* _Consigne_
Présentez toutes les lignes des enregistrements ci-dessous sous forme de liste numérotée, s'il vous plaît, en omettant les lignes vides.

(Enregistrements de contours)
##########

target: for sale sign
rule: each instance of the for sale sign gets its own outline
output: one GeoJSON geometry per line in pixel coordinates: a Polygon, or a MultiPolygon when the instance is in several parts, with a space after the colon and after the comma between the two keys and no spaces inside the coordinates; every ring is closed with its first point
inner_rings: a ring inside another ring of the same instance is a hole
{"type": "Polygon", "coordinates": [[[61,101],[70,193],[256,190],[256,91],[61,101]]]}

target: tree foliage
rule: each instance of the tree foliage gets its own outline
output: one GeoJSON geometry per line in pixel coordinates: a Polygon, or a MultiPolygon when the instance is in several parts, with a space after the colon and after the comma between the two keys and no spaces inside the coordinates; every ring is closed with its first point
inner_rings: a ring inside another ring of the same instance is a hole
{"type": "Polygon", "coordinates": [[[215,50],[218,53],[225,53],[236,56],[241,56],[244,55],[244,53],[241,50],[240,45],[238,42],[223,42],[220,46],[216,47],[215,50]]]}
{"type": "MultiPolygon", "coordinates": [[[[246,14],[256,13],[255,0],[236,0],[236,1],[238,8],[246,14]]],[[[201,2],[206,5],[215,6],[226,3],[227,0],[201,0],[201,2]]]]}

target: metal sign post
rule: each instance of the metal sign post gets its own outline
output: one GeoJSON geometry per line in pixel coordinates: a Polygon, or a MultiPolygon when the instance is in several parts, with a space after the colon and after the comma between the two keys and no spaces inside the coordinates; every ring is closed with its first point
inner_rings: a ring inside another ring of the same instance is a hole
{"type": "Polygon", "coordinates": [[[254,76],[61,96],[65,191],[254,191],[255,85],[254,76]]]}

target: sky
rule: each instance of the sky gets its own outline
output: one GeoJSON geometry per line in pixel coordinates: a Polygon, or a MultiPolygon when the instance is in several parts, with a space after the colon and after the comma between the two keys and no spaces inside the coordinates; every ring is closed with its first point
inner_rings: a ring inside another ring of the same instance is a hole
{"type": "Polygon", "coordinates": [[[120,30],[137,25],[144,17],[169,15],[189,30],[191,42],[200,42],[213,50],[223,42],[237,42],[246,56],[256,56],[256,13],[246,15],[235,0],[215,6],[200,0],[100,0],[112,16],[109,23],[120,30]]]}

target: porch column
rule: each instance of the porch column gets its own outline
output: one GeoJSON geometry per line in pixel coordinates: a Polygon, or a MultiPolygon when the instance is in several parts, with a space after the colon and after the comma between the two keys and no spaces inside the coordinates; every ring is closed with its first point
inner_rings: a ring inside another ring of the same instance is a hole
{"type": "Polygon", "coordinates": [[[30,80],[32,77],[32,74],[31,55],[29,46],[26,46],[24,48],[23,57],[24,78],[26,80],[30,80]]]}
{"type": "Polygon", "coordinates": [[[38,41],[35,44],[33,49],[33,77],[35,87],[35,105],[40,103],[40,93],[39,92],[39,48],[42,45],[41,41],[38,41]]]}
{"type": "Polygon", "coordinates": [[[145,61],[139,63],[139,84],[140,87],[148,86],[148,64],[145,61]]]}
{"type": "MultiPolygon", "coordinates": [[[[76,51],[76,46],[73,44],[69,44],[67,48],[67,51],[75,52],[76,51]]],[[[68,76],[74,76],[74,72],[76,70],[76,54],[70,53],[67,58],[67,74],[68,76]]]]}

##########

* _Résultat_
1. target: for sale sign
2. rule: each instance of the for sale sign gets its own outline
3. output: one GeoJSON geometry per line in pixel coordinates: a Polygon, or a MultiPolygon when the instance is in several parts, with a space after the colon and after the comma between the two keys and no spaces inside the coordinates; every ring is closed with its first point
4. inner_rings: a ring inside another ring of the same instance is a hole
5. {"type": "Polygon", "coordinates": [[[61,101],[70,193],[256,190],[256,91],[61,101]]]}
6. target: tree foliage
7. rule: each instance of the tree foliage gets its own outline
8. output: one GeoJSON geometry per line in pixel coordinates: a Polygon, or a MultiPolygon when the instance is in several parts, with a space after the colon and after the comma between the two keys and no spaces inside the coordinates; every ring is closed with its first point
9. inner_rings: a ring inside another ring of the same instance is a hole
10. {"type": "Polygon", "coordinates": [[[215,50],[218,53],[225,53],[236,56],[241,56],[244,55],[244,53],[241,50],[240,45],[238,42],[223,42],[220,46],[216,47],[215,50]]]}
11. {"type": "MultiPolygon", "coordinates": [[[[246,14],[256,13],[255,0],[236,0],[236,1],[238,8],[246,14]]],[[[201,2],[206,5],[215,6],[226,3],[227,0],[201,0],[201,2]]]]}
12. target: metal sign post
13. rule: each instance of the metal sign post gets its own outline
14. output: one GeoJSON geometry per line in pixel coordinates: a Polygon, or a MultiPolygon when the instance is in several parts, with a space after the colon and after the comma between the two keys and no spaces inside the coordinates; every ring is closed with its first point
15. inner_rings: a ring inside another ring of the same instance is a hole
16. {"type": "Polygon", "coordinates": [[[254,76],[61,96],[65,191],[254,191],[255,85],[254,76]]]}
17. target: sky
18. rule: each instance of the sky gets its own outline
19. output: one GeoJSON geometry per line in pixel coordinates: a Polygon, or a MultiPolygon when the instance is in several parts, with a space after the colon and after the comma between the two keys and no spaces inside the coordinates; every ring is closed with its first point
20. inner_rings: a ring inside another ring of the same instance is a hole
21. {"type": "Polygon", "coordinates": [[[120,30],[137,25],[144,17],[169,15],[189,30],[191,42],[200,42],[213,50],[223,42],[237,42],[246,56],[256,56],[256,13],[246,15],[235,0],[215,6],[200,0],[100,0],[112,16],[109,23],[120,30]]]}
22. target: porch column
23. rule: each instance of the porch column gets its own outline
24. output: one GeoJSON geometry per line in pixel coordinates: a Polygon, or a MultiPolygon when the instance is in several parts, with a space after the colon and after the comma between the two keys and no spaces inside the coordinates; every ring is closed with its first point
25. inner_rings: a ring inside another ring of the same instance is a hole
26. {"type": "Polygon", "coordinates": [[[30,80],[32,77],[32,74],[31,55],[29,46],[26,46],[24,48],[23,57],[24,78],[26,80],[30,80]]]}
27. {"type": "Polygon", "coordinates": [[[38,41],[35,44],[33,49],[33,77],[35,87],[35,105],[40,103],[40,93],[39,92],[39,48],[42,45],[41,41],[38,41]]]}
28. {"type": "Polygon", "coordinates": [[[145,61],[139,63],[139,84],[140,87],[148,86],[148,64],[145,61]]]}
29. {"type": "MultiPolygon", "coordinates": [[[[76,51],[76,46],[73,44],[69,44],[67,48],[67,51],[75,52],[76,51]]],[[[68,76],[74,76],[74,72],[76,70],[76,54],[70,53],[67,58],[67,74],[68,76]]]]}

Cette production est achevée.